Count the lines in the items below that contain the word "window", with case counting, and give only the number.

-------- DATA IN THIS EXERCISE --------

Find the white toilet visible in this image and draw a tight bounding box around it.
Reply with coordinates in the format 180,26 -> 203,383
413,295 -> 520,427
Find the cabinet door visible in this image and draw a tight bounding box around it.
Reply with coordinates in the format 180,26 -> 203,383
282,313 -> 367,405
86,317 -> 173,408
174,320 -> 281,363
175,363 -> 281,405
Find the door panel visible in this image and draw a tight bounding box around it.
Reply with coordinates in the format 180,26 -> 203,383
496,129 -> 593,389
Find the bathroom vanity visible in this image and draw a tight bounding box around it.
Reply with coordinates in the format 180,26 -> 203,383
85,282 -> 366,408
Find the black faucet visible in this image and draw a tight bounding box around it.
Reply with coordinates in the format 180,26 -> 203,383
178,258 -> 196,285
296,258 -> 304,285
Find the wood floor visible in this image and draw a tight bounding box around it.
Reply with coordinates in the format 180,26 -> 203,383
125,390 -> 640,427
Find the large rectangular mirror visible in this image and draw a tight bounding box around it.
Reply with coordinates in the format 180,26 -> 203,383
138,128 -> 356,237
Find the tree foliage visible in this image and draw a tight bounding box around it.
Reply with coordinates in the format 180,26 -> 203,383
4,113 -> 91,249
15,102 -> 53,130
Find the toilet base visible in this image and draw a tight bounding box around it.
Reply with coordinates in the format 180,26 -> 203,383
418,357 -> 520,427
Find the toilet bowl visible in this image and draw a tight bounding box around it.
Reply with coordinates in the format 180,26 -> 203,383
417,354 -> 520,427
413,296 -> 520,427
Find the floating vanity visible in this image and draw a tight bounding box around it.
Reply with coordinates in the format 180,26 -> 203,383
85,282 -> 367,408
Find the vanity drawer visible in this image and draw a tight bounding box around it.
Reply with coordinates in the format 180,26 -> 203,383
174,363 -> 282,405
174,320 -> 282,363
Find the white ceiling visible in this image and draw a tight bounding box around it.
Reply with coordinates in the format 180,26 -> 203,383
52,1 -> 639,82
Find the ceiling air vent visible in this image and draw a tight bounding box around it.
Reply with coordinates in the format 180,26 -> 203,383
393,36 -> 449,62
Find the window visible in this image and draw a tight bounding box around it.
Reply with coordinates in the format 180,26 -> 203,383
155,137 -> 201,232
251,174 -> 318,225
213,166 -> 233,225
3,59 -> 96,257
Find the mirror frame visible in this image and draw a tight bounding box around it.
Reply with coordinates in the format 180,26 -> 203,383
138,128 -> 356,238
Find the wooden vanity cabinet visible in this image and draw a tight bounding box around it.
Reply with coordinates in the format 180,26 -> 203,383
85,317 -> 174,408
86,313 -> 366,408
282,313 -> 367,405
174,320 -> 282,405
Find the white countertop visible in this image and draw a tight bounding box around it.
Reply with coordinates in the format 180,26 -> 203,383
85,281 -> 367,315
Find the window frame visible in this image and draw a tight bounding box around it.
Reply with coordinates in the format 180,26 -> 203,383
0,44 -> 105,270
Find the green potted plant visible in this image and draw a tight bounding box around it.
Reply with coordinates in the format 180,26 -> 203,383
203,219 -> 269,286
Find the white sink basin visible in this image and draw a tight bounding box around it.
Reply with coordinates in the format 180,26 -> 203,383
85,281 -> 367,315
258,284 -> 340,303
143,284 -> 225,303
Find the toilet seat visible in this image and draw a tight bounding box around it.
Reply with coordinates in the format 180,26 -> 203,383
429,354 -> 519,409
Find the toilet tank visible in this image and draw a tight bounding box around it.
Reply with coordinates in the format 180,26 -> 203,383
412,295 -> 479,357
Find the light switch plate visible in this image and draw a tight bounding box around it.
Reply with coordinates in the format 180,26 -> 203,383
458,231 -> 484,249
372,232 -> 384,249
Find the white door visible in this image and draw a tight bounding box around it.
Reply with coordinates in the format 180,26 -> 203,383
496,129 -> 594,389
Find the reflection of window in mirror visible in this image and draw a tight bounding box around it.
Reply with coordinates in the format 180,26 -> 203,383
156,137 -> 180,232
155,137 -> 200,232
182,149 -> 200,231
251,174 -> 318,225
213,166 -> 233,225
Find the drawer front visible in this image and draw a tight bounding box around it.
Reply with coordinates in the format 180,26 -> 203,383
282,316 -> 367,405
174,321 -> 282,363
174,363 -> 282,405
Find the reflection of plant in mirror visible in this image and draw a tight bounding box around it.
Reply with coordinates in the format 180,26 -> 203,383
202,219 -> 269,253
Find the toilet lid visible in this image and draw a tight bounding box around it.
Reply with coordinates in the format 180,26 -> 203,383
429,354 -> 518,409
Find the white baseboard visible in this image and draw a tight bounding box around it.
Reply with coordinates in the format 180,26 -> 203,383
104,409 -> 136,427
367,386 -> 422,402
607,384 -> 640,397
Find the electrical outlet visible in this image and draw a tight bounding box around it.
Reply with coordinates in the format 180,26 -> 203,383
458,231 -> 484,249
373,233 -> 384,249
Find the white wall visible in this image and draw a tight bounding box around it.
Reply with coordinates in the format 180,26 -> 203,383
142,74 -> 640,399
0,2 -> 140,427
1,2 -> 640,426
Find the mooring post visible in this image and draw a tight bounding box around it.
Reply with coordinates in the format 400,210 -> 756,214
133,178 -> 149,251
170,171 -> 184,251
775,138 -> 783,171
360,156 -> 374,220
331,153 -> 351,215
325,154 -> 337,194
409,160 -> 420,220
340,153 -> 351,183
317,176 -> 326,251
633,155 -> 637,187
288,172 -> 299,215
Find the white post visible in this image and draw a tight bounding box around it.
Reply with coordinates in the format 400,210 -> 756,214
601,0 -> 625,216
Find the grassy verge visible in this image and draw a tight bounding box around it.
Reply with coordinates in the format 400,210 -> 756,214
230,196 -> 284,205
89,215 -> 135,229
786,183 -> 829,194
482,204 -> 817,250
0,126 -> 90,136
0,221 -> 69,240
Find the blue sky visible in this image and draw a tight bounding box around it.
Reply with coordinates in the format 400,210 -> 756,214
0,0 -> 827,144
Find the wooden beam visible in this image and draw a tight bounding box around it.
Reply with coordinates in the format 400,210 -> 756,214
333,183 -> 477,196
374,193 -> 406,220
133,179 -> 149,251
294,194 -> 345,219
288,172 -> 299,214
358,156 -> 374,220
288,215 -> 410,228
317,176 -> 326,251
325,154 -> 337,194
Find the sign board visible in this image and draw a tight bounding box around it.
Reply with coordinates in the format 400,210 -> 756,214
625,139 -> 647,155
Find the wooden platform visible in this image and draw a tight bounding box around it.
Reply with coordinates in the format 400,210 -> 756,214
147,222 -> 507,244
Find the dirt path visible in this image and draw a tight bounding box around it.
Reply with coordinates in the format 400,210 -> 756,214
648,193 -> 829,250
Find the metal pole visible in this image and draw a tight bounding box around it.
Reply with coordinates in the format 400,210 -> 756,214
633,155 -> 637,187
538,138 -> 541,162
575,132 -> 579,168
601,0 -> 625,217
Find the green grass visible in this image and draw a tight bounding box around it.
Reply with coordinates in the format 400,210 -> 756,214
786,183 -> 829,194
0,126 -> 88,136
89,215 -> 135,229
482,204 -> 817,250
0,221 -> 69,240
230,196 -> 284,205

--------
-------- DATA IN THIS EXERCISE --------

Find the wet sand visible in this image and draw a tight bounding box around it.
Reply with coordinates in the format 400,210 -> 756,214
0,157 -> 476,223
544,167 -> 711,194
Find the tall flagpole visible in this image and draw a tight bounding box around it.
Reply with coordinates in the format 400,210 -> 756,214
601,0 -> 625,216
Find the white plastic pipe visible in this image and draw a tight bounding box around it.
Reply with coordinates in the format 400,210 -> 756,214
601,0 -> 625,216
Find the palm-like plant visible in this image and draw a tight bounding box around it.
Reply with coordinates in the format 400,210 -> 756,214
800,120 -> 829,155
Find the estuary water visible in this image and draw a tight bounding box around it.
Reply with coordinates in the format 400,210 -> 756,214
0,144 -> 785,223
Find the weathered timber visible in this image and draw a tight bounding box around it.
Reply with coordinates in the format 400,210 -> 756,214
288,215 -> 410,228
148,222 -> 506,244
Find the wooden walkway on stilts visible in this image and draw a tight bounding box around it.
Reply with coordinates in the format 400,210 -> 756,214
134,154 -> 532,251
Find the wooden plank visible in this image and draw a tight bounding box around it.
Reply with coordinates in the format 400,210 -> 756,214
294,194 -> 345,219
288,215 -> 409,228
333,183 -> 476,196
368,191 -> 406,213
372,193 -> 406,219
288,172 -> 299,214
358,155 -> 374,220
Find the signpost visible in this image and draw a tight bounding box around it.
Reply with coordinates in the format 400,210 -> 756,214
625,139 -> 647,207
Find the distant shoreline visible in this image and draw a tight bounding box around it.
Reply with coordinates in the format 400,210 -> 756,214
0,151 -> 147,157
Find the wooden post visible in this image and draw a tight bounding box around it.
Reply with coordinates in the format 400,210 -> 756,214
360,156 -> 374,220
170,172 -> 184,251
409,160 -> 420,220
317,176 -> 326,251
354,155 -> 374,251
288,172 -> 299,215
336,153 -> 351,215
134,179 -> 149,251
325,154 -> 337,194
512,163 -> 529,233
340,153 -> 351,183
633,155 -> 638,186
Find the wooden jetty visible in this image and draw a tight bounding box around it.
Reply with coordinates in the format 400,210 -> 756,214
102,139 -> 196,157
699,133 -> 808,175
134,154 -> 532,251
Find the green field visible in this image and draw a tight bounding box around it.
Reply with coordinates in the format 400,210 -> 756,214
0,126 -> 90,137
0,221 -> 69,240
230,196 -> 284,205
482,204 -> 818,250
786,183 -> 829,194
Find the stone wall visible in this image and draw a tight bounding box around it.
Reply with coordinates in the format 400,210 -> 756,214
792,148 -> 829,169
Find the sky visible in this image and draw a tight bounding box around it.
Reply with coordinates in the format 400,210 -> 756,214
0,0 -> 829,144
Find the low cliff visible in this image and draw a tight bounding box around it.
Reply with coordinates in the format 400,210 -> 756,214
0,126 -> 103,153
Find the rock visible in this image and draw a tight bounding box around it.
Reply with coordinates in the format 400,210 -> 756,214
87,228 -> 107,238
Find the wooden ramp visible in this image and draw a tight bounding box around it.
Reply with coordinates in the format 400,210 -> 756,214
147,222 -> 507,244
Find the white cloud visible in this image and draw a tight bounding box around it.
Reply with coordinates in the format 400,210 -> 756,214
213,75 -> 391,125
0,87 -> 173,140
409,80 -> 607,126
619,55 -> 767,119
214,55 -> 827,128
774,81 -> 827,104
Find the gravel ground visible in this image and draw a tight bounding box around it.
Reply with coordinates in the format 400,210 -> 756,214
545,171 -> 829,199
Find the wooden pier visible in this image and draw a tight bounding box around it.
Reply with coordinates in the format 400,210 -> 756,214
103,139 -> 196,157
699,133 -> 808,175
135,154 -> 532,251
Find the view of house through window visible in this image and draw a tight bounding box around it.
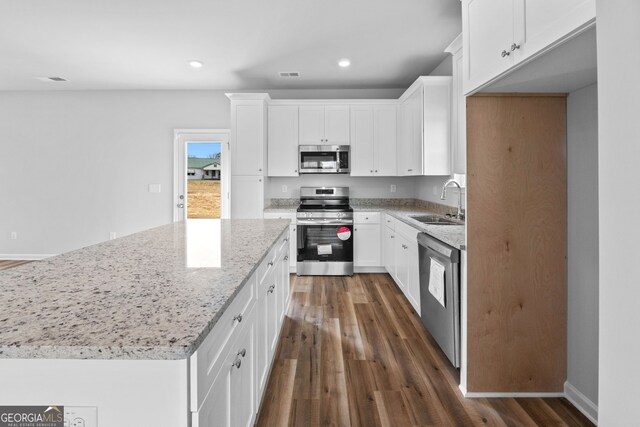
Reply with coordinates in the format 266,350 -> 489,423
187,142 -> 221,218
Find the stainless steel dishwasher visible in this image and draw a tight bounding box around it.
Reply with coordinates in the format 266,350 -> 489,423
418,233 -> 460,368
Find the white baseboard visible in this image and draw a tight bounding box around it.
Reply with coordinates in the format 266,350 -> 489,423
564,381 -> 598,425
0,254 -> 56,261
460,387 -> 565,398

--------

THE SOLUTION:
4